## EXERCISE AIM
Restate the material below word for word, from its first line to its last.

## DATA SUPPLIED
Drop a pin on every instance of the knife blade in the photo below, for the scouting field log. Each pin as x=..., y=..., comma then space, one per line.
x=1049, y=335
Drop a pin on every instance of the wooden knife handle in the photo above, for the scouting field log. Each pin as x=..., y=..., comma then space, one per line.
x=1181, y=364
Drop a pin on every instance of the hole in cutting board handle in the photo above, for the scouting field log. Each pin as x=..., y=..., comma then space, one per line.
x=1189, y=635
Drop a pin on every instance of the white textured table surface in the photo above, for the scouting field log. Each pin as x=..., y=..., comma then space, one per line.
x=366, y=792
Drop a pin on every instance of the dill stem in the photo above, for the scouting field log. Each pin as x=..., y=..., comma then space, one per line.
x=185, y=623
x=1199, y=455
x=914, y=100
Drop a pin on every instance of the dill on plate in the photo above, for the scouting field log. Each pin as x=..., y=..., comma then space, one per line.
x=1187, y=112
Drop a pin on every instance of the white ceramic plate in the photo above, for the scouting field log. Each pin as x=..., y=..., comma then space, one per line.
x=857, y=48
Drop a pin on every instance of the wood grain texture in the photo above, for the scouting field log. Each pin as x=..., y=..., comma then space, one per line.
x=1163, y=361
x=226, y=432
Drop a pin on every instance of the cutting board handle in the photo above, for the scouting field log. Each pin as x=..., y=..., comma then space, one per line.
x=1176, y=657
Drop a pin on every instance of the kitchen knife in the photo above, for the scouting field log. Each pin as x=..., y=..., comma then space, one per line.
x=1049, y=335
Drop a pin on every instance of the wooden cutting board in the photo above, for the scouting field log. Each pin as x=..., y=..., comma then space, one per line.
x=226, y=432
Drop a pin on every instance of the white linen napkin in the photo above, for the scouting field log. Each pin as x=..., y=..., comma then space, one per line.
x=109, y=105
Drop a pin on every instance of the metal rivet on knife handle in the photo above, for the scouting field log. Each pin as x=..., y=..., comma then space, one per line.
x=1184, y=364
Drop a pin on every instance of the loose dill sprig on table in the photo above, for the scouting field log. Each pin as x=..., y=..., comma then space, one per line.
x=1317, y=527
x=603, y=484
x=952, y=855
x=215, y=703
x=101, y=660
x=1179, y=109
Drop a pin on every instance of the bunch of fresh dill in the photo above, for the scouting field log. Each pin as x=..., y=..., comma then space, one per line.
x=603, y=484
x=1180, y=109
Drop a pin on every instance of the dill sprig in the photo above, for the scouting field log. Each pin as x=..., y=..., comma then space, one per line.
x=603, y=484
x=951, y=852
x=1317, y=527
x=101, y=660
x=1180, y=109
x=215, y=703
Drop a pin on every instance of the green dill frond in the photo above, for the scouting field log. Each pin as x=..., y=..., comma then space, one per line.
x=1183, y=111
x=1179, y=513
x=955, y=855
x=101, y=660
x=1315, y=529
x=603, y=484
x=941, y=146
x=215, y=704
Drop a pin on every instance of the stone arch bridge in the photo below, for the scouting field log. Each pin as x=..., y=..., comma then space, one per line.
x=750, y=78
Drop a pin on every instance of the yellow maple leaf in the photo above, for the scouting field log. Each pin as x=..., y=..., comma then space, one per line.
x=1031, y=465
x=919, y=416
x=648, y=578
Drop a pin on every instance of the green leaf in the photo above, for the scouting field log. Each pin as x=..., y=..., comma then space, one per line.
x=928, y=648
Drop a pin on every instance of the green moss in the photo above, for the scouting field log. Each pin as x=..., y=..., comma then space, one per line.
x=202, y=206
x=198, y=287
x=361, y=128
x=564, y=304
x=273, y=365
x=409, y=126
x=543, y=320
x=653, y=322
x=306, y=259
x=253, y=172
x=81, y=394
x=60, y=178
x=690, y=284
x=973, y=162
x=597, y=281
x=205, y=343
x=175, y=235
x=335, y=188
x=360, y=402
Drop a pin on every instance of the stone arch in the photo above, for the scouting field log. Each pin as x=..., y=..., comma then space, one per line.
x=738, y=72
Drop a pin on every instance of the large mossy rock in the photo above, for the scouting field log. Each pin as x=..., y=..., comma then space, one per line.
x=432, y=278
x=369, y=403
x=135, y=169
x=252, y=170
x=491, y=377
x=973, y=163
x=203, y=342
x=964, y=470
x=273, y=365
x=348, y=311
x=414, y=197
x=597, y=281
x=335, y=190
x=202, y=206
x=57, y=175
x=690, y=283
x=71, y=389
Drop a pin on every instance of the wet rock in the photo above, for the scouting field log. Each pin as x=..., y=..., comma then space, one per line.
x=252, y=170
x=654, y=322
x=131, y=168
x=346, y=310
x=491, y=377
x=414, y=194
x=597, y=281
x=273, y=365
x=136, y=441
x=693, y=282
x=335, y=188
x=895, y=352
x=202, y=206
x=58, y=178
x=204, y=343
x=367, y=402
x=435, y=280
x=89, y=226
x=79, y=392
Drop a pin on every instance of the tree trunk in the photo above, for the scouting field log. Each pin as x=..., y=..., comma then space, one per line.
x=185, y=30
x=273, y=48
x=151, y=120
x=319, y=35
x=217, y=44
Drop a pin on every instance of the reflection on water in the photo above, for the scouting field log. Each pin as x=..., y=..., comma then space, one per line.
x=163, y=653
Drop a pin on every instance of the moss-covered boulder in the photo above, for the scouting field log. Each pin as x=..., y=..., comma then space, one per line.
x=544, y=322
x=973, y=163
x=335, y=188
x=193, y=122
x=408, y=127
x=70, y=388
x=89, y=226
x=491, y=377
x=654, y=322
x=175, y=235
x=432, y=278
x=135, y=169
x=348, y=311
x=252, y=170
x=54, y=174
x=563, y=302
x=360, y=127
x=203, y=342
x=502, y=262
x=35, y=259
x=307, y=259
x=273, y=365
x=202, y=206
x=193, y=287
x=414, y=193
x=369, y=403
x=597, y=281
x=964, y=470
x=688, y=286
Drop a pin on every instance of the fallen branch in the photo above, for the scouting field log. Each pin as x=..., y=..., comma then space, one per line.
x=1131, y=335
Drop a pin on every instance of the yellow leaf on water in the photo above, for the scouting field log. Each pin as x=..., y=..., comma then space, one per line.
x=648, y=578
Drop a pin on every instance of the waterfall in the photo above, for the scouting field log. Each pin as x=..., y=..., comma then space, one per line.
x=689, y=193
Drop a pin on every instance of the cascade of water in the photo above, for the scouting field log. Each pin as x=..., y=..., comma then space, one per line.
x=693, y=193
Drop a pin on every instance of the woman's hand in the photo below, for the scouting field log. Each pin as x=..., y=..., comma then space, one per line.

## PROBLEM SOLUTION
Drop a pin on every instance of the knife blade in the photo below, for the scouting field log. Each pin as x=..., y=..., comma then space, one per line.
x=1049, y=335
Drop a pin on every instance of the wooden knife handle in the photo above, for the scouting field log. Each pin as x=..., y=..., comma then space, one per line.
x=1181, y=364
Drop a pin on every instance of the hole in cutting board handle in the photo above, for the scouting field log. Each pin as x=..., y=..., comma then space, one per line.
x=1189, y=635
Drop a pin on every instance of the white textured table surface in the photo above, for the scouting field log. Each pin as x=..., y=..., comma then space, one per line.
x=366, y=792
Drop a pin on every instance of the dill stem in the photo above, for the scouting field log. Each pin as x=..., y=..., comma then space, one per line.
x=185, y=623
x=1199, y=455
x=914, y=100
Drop a pin on every instance of the dill on plate in the photo above, for the scouting field log. Each pin as x=..., y=..., comma then space, one per line.
x=1187, y=112
Drop a pin on every instance of the white ceramic plate in the photo above, for the scouting field log. Each pin as x=..., y=..., comma then space, one per line.
x=857, y=48
Drop a pin on every instance of the wood grain texture in the photo above, for the scouting field log. Each pin as x=..., y=..., comma then space, one per line.
x=1163, y=361
x=226, y=432
Drop a pin on every instance of the cutting board handle in the photo above, for the scouting field log. Each pin as x=..., y=..., comma then space, one per line.
x=1176, y=657
Drop a pin on every instance of the kitchen knife in the photo above, for the scouting field log. Each pin as x=..., y=..., comma then space, one per line.
x=1049, y=335
Drop a pin on every instance of the wooden cutting board in the photo above, for the scouting field log. Each pin as x=..., y=..., comma then space, one per line.
x=226, y=432
Drop a pin on every instance of the white linen napkin in the photo above, for the scouting field log. Each pin as x=..., y=..., comma then space, one per line.
x=109, y=105
Drop a pin on every instance of the metal rivet on knife handle in the photo above, for the scouting field log. Each pin as x=..., y=..., comma then space, one per line.
x=1184, y=364
Drop a pin on every instance of the loose dill sprig on table in the photo above, for the scouting field log. Each pin as x=..., y=..., comma then space, one per line.
x=1317, y=527
x=603, y=484
x=952, y=855
x=215, y=703
x=101, y=660
x=1179, y=109
Drop a pin on every instance of the bunch of fresh dill in the photo above, for the scouting field log. Each pin as x=..., y=..., comma then space, one per line.
x=603, y=484
x=1180, y=109
Drop a pin on every instance of the dill sprig in the photo above, for the scouting field log. Each pin as x=..., y=..., comma then space, one per line.
x=603, y=484
x=951, y=852
x=1317, y=527
x=101, y=660
x=1180, y=109
x=215, y=703
Drop a pin on every instance of the green dill frond in the photo above, for the scouting field log. Each pin as x=..., y=..., comma then space, one per line.
x=1183, y=111
x=1179, y=513
x=955, y=855
x=101, y=660
x=1315, y=529
x=603, y=484
x=941, y=146
x=215, y=704
Drop a pin on every instance of the stone arch bridge in the photo below, for the scouting field log. Each pin as x=..., y=..., comma then space, one per line.
x=750, y=78
Drop a pin on every instance of the yellow maple leaf in the photo above, for the scouting field log. Each pin as x=..., y=..., comma then space, one per line.
x=1031, y=465
x=919, y=416
x=648, y=578
Drop a pin on every instance of the green leaf in the photo above, for the scouting field log. Each pin as x=..., y=..., comma then space, one per line.
x=928, y=648
Drop a pin on every instance of the green moss in the photo above, for the scouting field log. Each pin as x=..., y=..., comma then space, one per line.
x=202, y=206
x=198, y=287
x=361, y=128
x=564, y=304
x=273, y=365
x=409, y=126
x=543, y=320
x=653, y=322
x=306, y=259
x=253, y=172
x=81, y=394
x=60, y=178
x=690, y=284
x=973, y=162
x=597, y=281
x=205, y=343
x=175, y=235
x=335, y=188
x=360, y=402
Drop a pin on every instance of the stone arch in the photo above, for the scouting field log. Each pin as x=..., y=..., comma then space, one per line.
x=738, y=72
Drop a pin on every instance of the large mossy rock in the photo above, for the scouting field log. Each pin as x=..., y=..., comma then space, one per line.
x=432, y=278
x=369, y=403
x=135, y=169
x=252, y=170
x=491, y=377
x=973, y=163
x=203, y=342
x=964, y=470
x=273, y=365
x=348, y=311
x=414, y=197
x=597, y=281
x=335, y=190
x=202, y=206
x=57, y=175
x=690, y=283
x=71, y=389
Drop a pin on every instance of the wet rock in the photo above, for the scouting field log. Each pin as x=..., y=..., comma then space, one per line.
x=252, y=170
x=654, y=322
x=131, y=168
x=346, y=310
x=491, y=377
x=414, y=194
x=597, y=281
x=273, y=365
x=136, y=441
x=693, y=282
x=335, y=188
x=895, y=352
x=202, y=206
x=58, y=178
x=204, y=343
x=367, y=402
x=435, y=280
x=89, y=226
x=79, y=392
Drop a pin on every instance of the tree trunk in the photo above, for the scouting field log. Each pin as x=..., y=..., comma then space, one per line.
x=185, y=30
x=273, y=48
x=151, y=120
x=319, y=35
x=217, y=44
Drop a pin on every instance of the reflection on water in the photo above, for the scouting field log. Each pin as x=..., y=..., comma then space, one per line.
x=163, y=653
Drop a pin on every instance of the moss-covered boulder in the photo above, for the scouting field log. Each pin as x=..., y=..., comma then space, one per line.
x=544, y=322
x=973, y=163
x=335, y=188
x=193, y=122
x=408, y=127
x=70, y=388
x=89, y=226
x=491, y=377
x=654, y=322
x=175, y=235
x=432, y=278
x=135, y=169
x=348, y=311
x=252, y=170
x=54, y=174
x=563, y=302
x=360, y=127
x=203, y=342
x=502, y=262
x=35, y=259
x=307, y=259
x=273, y=365
x=202, y=206
x=193, y=287
x=414, y=193
x=369, y=403
x=597, y=281
x=964, y=470
x=688, y=286
Drop a pin on every instance of the fallen branch in the photo above, for the scouting field log. Each pin as x=..., y=..., comma then space, one per line.
x=1131, y=335
Drop a pin on every instance of the yellow leaf on water in the photo above, for the scouting field log. Each pin as x=..., y=..., comma then space, one per line.
x=648, y=578
Drop a pin on every instance of the waterfall in the photo above, for the scouting field log. Each pin as x=..., y=..., comma then space, one per line.
x=689, y=193
Drop a pin on every instance of the cascade of water in the photo above, for the scouting field log. Each pin as x=..., y=..., comma then space, one per line.
x=693, y=193
Drop a pin on every instance of the woman's hand in the photo below, for the scouting field log. Each pin as x=..., y=..., comma then space, one per line.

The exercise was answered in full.